Work order 1
According to the essay on growing up between two cultures, why did the father start speaking English at age 9? Answer in one to three sentences.
Work order 2
Write a continuation of the essay on growing up between two cultures, beginning right after its final sentence.

Text under study
I was born of two cultures.
Two people. Two ethnicities. Two nationalities.
I am. Biracial, bicultural, mixed, mestizo, American, Mexican. On my mother’s side - German, Irish, Scottish. On my father’s - Mexican; Tarahumara, Chicano.
The people that made me couldn’t have been more different culturally. My mother was born here in the United States. My father had not spoken English until he was 9 years old - and he did so only out of fear - the nuns who hit him with rulers for speaking Spanish at school made sure of that.
My parents had been brought up with completely different values, but what brought them together was their passion for what was socially just and of course their passion for each other. It was the late 70’s and both were still immersed in and living a bohemian lifestyle that was made up of hippies, artists, musicians and social activists - people who fought hard for social change and partied even harder.
Raising a child changed things for them as it tends to for most. My father had a very firm hand and far more traditional “machiste” values than I think he even realized he would. My mother was more patient, loving and accepting and his disciplinary values scared her. When they would argue my father would always say - “You’ll never understand - we are culturally polar opposite. This is why we will never agree on how to raise her.”
And sadly, it was true. And yes this is something that should have been discussed before deciding to have a baby together. But sometimes when you fall in love you forget about the other person’s deep, core values and how different they might be from your own. And sometimes when someone is black and you are white (or in this case brown and white) those differences are also what draws you to them and somehow it blinds you to the fact that these fundamental differences are what could tear you apart down the road; which in my parent’s case is inevitably what occurred.

Data entries
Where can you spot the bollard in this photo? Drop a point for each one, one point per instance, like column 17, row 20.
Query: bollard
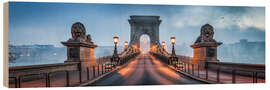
column 102, row 69
column 185, row 65
column 233, row 76
column 192, row 66
column 80, row 76
column 67, row 78
column 98, row 69
column 47, row 79
column 87, row 73
column 16, row 82
column 198, row 71
column 253, row 77
column 206, row 73
column 94, row 72
column 19, row 82
column 218, row 71
column 188, row 68
column 256, row 77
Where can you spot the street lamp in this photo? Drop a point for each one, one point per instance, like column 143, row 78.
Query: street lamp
column 163, row 45
column 115, row 58
column 173, row 56
column 125, row 45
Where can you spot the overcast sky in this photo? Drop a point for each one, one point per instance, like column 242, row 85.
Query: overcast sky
column 50, row 23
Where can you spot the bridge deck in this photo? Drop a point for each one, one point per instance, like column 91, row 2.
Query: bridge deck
column 145, row 70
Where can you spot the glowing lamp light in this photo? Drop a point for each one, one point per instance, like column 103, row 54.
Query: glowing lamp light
column 115, row 39
column 163, row 43
column 173, row 40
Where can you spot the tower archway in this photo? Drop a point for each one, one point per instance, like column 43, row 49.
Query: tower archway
column 148, row 25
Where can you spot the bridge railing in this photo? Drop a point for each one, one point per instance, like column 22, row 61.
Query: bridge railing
column 59, row 78
column 218, row 72
column 59, row 75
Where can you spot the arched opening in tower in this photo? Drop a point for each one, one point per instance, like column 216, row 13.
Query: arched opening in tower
column 145, row 44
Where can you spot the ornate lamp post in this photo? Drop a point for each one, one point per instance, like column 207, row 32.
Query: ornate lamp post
column 163, row 45
column 125, row 45
column 115, row 58
column 173, row 56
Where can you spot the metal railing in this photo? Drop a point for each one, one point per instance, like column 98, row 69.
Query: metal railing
column 66, row 77
column 215, row 75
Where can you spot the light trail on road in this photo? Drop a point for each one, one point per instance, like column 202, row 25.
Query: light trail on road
column 144, row 70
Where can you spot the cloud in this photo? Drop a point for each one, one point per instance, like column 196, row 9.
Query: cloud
column 220, row 17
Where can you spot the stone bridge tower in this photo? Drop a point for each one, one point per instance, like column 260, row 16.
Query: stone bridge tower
column 141, row 25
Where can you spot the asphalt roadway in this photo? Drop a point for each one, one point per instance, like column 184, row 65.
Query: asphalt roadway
column 144, row 70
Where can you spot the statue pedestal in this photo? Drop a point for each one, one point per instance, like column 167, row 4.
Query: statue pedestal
column 82, row 52
column 205, row 52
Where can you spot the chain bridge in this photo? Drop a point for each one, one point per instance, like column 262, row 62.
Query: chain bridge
column 131, row 67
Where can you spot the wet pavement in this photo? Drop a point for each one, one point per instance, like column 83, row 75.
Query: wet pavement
column 145, row 70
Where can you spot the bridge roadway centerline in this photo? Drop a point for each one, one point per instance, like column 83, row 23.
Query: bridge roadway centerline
column 145, row 70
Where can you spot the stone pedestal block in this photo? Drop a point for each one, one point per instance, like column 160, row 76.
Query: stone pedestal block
column 80, row 47
column 80, row 52
column 205, row 52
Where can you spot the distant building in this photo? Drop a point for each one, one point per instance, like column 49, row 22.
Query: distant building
column 243, row 52
column 36, row 54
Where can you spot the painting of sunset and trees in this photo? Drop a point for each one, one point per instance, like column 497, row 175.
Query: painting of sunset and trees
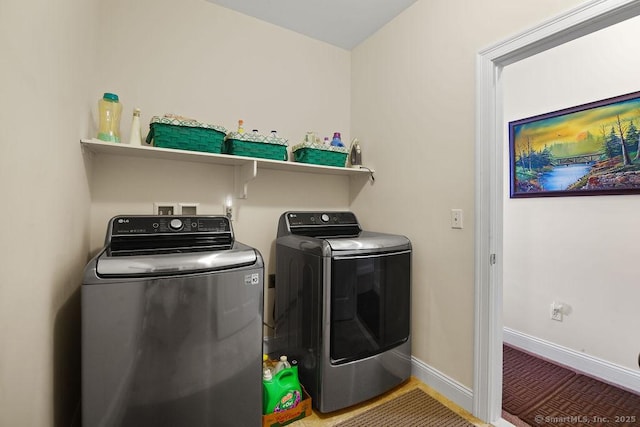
column 585, row 150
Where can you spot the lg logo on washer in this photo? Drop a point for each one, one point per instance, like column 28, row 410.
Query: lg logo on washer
column 252, row 279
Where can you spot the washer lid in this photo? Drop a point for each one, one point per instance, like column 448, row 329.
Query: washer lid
column 370, row 241
column 175, row 263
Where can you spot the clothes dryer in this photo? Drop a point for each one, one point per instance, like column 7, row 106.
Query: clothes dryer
column 342, row 306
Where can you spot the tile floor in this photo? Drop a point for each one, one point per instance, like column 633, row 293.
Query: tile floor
column 327, row 420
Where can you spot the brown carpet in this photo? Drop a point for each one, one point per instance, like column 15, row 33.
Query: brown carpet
column 542, row 393
column 412, row 409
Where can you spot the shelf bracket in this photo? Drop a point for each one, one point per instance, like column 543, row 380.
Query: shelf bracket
column 242, row 174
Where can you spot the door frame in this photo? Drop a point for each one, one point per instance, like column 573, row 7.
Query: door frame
column 587, row 18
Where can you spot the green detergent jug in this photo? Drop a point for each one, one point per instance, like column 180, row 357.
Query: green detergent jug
column 282, row 391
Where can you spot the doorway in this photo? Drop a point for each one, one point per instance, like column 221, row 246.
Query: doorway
column 585, row 19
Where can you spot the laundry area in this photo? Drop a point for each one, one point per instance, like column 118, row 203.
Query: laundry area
column 266, row 193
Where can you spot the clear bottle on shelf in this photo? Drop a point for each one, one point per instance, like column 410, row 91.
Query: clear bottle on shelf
column 109, row 110
column 135, row 138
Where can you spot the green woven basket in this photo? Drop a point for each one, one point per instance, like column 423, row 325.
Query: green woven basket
column 186, row 135
column 255, row 145
column 320, row 154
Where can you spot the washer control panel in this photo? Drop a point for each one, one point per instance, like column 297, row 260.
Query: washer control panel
column 321, row 218
column 138, row 225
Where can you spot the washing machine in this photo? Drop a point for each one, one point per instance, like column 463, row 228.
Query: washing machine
column 172, row 325
column 342, row 306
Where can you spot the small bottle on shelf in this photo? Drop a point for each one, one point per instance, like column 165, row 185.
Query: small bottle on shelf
column 135, row 138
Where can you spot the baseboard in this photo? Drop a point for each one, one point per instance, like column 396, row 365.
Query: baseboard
column 446, row 386
column 601, row 369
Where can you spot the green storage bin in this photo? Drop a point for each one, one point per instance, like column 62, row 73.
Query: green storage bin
column 256, row 145
column 320, row 154
column 186, row 134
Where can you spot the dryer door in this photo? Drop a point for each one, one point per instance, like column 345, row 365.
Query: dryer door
column 370, row 304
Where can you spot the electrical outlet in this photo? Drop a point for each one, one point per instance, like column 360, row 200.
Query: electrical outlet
column 556, row 311
column 456, row 218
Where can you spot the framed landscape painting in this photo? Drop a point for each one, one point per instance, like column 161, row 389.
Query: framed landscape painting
column 585, row 150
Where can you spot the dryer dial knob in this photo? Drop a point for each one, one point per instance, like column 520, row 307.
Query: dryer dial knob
column 175, row 224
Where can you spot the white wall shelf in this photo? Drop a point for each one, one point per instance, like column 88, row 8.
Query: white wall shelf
column 245, row 168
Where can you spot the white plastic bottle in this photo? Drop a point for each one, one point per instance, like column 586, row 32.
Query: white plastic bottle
column 282, row 364
column 135, row 137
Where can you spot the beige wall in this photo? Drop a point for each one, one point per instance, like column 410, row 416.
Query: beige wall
column 407, row 93
column 413, row 100
column 47, row 55
column 574, row 250
column 217, row 66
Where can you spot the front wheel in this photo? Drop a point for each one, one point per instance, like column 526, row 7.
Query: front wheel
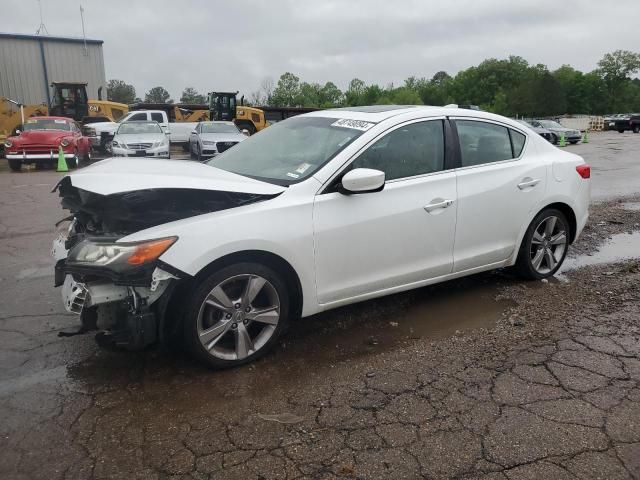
column 236, row 315
column 544, row 246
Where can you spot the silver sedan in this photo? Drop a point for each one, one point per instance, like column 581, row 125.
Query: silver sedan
column 209, row 139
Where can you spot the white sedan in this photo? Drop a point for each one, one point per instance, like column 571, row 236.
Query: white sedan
column 140, row 139
column 320, row 210
column 209, row 139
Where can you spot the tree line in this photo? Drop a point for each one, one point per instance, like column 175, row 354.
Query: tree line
column 122, row 92
column 509, row 87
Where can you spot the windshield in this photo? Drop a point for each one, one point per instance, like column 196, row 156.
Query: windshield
column 131, row 128
column 47, row 124
column 291, row 150
column 550, row 124
column 218, row 128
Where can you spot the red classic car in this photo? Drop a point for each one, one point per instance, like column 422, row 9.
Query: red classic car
column 39, row 142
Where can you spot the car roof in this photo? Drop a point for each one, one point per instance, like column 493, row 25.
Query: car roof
column 69, row 120
column 380, row 113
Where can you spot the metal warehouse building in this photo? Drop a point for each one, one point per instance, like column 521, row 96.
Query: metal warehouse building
column 29, row 63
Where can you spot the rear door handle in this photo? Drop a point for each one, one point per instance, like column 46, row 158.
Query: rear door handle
column 528, row 182
column 437, row 205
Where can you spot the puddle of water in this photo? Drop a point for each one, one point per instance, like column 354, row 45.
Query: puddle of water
column 623, row 246
column 632, row 206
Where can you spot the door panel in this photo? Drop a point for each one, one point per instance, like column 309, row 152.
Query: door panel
column 374, row 241
column 493, row 200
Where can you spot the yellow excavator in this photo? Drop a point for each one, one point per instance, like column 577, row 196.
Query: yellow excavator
column 223, row 106
column 69, row 99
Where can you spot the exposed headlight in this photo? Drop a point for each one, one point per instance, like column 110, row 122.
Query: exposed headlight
column 118, row 256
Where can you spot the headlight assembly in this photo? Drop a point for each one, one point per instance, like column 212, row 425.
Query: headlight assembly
column 118, row 256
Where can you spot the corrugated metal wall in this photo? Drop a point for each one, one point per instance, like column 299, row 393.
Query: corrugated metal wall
column 22, row 76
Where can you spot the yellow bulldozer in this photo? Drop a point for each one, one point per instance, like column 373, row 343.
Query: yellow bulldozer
column 69, row 100
column 224, row 106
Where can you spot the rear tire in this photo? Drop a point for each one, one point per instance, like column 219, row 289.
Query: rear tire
column 15, row 165
column 242, row 323
column 544, row 246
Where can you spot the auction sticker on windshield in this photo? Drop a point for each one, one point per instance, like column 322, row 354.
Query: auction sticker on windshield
column 354, row 124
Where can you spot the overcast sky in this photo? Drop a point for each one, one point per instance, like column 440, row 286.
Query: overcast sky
column 234, row 44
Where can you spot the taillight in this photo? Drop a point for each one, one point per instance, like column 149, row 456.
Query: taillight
column 584, row 171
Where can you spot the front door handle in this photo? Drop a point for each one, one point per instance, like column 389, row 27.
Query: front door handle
column 438, row 204
column 528, row 183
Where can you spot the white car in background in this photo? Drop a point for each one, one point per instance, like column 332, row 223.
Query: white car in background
column 141, row 139
column 209, row 139
column 317, row 211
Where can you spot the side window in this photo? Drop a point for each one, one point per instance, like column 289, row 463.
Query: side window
column 517, row 142
column 482, row 142
column 138, row 116
column 415, row 149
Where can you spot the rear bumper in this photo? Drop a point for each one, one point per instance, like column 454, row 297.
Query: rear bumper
column 37, row 156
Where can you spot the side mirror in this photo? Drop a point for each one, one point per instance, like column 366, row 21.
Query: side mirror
column 362, row 180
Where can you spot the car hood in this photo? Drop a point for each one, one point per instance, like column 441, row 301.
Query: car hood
column 42, row 136
column 141, row 137
column 117, row 175
column 222, row 137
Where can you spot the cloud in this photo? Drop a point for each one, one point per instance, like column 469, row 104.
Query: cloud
column 233, row 45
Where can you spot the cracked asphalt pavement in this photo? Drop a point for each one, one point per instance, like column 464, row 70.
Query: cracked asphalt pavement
column 487, row 377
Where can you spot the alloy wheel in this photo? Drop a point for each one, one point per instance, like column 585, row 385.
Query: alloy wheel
column 238, row 317
column 548, row 245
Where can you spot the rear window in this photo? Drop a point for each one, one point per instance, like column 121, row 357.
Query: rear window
column 517, row 141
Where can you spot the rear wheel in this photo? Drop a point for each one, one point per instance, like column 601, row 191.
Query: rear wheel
column 15, row 165
column 544, row 246
column 236, row 315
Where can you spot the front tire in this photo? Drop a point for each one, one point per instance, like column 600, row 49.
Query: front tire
column 15, row 165
column 544, row 246
column 236, row 315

Task response 1
He started speaking English only out of fear. At school, nuns hit him with rulers for speaking Spanish, and that made sure he switched to English.

Task response 2
That’s why I have always known, I had to do something differently. I wasn’t clear on what needed to be different exactly, but what I did know was that whomever I chose to make a life with - they needed to feel the way I did and want what I wanted - not just for themselves, but for us.
And so it is...completely different.
Because culture is important. It is the core value of who I am. It’s the music, the food, the language, the customs, traditions, raucous family parties filled with drama and chisme, the Catholic guilt without even having to step foot into church…
Because Adam and I have another culture - the culture of our family. It is something that we have created for ourselves and Chico because what we were given by our parents, although it was the best they could give, wasn’t enough. We’ve taken things we like from our past and left the rest behind forever...
And so today our family culture is exactly that - our own.
- Be kind to others and search to see people’s best intentions.
- We gave you Ninos (Godparents) to show you by their own example how to be a good person as opposed to teaching you about God and religion because we’ve got that part on lock! They value things that we value and this is why we chose them for you.
- Have respect for others and treat people the dignity they deserve; always say “Please,” and “Thank You,” and mind your manners.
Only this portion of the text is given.